EXERCISE OBJECTIVE
The result should be the lines from the one holding "Exercise. Mark the lips" to the final line of the records, retyped exactly.

INPUT DATA
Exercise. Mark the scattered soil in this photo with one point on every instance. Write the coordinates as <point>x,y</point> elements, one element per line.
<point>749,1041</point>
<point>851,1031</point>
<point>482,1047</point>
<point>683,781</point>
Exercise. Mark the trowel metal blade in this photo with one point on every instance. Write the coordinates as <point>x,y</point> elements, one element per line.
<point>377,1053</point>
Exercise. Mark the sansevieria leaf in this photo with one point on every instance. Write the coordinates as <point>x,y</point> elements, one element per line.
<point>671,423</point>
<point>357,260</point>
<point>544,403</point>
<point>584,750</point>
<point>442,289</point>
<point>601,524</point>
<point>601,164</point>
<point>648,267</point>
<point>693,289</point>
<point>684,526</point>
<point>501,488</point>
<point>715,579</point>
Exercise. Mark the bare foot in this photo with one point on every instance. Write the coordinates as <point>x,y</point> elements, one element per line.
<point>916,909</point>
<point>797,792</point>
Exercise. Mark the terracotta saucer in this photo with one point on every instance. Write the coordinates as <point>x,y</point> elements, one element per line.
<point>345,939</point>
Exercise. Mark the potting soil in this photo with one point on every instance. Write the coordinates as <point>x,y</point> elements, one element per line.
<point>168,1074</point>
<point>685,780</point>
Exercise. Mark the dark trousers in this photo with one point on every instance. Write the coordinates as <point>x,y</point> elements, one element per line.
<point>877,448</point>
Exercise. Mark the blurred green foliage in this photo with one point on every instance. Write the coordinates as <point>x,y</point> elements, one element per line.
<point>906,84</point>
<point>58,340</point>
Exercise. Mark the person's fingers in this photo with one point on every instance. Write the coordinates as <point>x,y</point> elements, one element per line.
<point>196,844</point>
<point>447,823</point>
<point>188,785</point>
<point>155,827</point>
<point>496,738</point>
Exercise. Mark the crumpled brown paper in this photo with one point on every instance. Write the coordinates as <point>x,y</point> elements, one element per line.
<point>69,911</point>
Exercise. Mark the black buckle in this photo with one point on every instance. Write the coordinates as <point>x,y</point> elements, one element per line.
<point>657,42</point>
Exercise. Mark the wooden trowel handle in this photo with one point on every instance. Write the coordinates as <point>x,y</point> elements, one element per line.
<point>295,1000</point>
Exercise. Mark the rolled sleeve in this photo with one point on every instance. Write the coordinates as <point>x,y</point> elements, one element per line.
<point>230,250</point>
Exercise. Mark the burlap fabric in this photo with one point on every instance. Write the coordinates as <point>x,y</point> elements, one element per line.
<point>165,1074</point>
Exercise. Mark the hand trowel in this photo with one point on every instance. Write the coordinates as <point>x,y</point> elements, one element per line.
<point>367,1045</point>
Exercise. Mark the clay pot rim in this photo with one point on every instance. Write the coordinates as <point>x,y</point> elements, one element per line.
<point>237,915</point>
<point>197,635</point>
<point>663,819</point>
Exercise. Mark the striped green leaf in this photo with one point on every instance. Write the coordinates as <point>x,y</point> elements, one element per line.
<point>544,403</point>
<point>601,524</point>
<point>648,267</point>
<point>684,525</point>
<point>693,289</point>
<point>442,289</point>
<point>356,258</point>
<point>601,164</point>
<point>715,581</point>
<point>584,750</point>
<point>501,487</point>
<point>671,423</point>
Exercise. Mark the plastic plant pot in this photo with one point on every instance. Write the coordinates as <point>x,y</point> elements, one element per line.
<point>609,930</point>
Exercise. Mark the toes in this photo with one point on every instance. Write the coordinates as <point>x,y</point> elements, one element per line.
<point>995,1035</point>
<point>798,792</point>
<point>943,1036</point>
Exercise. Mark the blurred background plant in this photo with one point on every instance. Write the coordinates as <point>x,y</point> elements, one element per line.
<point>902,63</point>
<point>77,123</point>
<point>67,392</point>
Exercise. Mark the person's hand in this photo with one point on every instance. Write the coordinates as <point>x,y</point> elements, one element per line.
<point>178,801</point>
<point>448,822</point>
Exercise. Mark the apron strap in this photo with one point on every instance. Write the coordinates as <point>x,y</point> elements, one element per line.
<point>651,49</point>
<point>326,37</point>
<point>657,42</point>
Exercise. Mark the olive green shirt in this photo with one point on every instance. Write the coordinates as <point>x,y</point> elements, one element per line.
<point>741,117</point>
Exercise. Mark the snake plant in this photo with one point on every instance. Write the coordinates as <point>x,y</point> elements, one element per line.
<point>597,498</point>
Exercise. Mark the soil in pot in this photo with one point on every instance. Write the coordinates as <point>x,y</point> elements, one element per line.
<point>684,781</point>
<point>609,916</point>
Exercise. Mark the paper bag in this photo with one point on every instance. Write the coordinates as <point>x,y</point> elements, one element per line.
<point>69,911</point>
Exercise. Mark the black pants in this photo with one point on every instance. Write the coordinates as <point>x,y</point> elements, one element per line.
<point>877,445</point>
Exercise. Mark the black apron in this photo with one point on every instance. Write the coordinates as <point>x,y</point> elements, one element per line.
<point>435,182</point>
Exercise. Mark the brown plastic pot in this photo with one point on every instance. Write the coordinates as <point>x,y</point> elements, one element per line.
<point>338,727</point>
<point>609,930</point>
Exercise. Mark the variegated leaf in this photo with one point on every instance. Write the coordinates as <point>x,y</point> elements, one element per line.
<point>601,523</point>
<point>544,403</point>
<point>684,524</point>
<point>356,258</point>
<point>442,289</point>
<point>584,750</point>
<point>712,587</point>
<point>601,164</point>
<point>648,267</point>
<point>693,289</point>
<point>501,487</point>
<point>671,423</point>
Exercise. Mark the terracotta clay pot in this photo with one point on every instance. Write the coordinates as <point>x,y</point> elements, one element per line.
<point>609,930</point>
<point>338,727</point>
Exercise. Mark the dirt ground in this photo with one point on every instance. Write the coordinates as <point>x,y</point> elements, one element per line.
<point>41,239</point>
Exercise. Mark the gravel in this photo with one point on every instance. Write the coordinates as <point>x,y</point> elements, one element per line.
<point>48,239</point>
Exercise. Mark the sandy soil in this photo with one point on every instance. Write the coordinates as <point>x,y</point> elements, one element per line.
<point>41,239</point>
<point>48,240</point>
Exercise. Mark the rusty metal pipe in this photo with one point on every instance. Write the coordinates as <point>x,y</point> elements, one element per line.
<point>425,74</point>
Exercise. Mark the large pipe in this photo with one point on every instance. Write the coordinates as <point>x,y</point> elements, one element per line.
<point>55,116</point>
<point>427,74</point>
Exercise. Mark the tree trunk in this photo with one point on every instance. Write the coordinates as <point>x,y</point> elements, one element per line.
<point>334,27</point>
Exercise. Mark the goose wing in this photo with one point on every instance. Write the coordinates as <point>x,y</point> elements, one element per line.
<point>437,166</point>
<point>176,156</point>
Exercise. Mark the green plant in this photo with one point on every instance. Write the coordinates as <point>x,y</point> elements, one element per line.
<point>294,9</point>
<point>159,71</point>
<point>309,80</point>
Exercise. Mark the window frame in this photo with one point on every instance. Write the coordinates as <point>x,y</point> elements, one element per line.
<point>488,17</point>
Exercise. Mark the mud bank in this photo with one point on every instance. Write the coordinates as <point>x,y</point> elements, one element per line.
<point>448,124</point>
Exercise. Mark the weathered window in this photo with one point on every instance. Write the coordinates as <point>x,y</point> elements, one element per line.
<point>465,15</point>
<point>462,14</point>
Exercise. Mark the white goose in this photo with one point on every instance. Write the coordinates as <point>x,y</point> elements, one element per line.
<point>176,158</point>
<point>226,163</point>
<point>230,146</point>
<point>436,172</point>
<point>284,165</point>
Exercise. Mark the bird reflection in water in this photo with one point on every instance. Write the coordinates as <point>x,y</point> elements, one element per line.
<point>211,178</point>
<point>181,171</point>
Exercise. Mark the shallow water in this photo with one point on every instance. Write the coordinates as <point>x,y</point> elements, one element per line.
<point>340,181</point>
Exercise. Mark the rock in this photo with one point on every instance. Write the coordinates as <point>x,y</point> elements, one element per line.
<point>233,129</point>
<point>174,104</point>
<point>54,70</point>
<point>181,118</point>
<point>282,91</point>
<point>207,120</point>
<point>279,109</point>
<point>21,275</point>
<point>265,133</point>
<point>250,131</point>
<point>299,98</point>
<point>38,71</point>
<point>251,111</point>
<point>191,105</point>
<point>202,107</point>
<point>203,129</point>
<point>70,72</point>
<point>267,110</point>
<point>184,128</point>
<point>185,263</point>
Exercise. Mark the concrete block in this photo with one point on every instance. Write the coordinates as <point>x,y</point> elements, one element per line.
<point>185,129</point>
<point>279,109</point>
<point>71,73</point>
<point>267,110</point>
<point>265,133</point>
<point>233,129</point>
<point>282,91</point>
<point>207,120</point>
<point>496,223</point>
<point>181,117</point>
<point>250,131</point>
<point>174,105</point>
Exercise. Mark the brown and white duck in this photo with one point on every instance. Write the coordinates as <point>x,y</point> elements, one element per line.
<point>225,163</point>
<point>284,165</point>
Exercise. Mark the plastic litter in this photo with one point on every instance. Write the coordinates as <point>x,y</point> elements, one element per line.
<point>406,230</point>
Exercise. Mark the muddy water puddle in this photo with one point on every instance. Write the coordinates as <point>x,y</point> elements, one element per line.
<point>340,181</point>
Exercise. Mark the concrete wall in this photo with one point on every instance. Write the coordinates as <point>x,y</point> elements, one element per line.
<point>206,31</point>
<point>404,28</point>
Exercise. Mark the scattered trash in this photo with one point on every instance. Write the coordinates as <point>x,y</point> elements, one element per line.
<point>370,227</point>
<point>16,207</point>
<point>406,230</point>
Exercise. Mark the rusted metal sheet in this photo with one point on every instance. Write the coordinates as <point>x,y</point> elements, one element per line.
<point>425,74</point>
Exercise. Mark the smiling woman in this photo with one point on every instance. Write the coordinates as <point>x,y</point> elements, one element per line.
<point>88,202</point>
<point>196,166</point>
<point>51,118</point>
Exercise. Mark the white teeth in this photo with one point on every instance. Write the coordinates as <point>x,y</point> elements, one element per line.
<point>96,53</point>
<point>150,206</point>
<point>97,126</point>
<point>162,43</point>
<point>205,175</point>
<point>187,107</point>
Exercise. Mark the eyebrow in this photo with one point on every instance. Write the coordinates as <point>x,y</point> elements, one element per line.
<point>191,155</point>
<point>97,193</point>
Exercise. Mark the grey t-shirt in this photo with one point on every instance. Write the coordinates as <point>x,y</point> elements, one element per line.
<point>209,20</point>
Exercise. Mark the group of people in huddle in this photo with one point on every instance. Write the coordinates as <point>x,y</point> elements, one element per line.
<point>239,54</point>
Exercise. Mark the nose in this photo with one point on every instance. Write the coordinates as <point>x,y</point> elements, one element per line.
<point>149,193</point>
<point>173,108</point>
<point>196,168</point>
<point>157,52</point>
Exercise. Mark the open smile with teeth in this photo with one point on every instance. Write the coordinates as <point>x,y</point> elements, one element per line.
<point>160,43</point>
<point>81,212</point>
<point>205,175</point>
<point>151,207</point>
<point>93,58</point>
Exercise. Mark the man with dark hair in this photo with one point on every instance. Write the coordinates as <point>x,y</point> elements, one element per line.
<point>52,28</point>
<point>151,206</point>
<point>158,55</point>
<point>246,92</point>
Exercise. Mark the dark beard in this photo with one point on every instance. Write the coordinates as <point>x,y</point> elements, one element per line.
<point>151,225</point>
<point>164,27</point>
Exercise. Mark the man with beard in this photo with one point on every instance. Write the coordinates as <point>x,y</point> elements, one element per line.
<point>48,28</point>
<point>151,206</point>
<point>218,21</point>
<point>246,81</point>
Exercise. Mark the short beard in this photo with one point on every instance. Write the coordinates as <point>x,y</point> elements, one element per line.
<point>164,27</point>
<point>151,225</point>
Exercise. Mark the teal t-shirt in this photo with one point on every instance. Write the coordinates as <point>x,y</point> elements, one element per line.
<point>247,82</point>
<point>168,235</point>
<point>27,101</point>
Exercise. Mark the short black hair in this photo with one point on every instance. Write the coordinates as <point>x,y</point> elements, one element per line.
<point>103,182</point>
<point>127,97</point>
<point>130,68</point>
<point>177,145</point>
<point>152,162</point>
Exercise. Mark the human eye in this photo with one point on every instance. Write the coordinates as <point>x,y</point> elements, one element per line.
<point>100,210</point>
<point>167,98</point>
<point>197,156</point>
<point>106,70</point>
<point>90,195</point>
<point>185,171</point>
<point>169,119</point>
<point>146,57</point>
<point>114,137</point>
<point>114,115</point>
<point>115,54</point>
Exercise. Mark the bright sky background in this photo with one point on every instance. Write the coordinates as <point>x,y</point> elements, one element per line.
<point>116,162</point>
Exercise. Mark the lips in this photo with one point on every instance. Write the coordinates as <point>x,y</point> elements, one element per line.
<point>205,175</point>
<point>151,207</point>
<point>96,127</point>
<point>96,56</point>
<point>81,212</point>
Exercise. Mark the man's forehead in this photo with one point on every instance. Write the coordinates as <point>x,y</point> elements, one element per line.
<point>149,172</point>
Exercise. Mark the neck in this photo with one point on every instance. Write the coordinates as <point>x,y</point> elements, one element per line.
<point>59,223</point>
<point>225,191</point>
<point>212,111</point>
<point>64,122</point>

SOLUTION TO THIS EXERCISE
Exercise. Mark the lips in this photo with one point on every instance. Write the coordinates as <point>x,y</point> elements, one element per line.
<point>205,175</point>
<point>151,207</point>
<point>96,127</point>
<point>96,56</point>
<point>81,212</point>
Exercise. Mark the man's forehead in this photo with one point on every instance. Write the coordinates as <point>x,y</point> elements, one element per line.
<point>149,172</point>
Exercise. Mark the neck in this photo with one point on every instance. Write the coordinates as <point>x,y</point> elements, one element per line.
<point>59,223</point>
<point>225,191</point>
<point>212,111</point>
<point>64,122</point>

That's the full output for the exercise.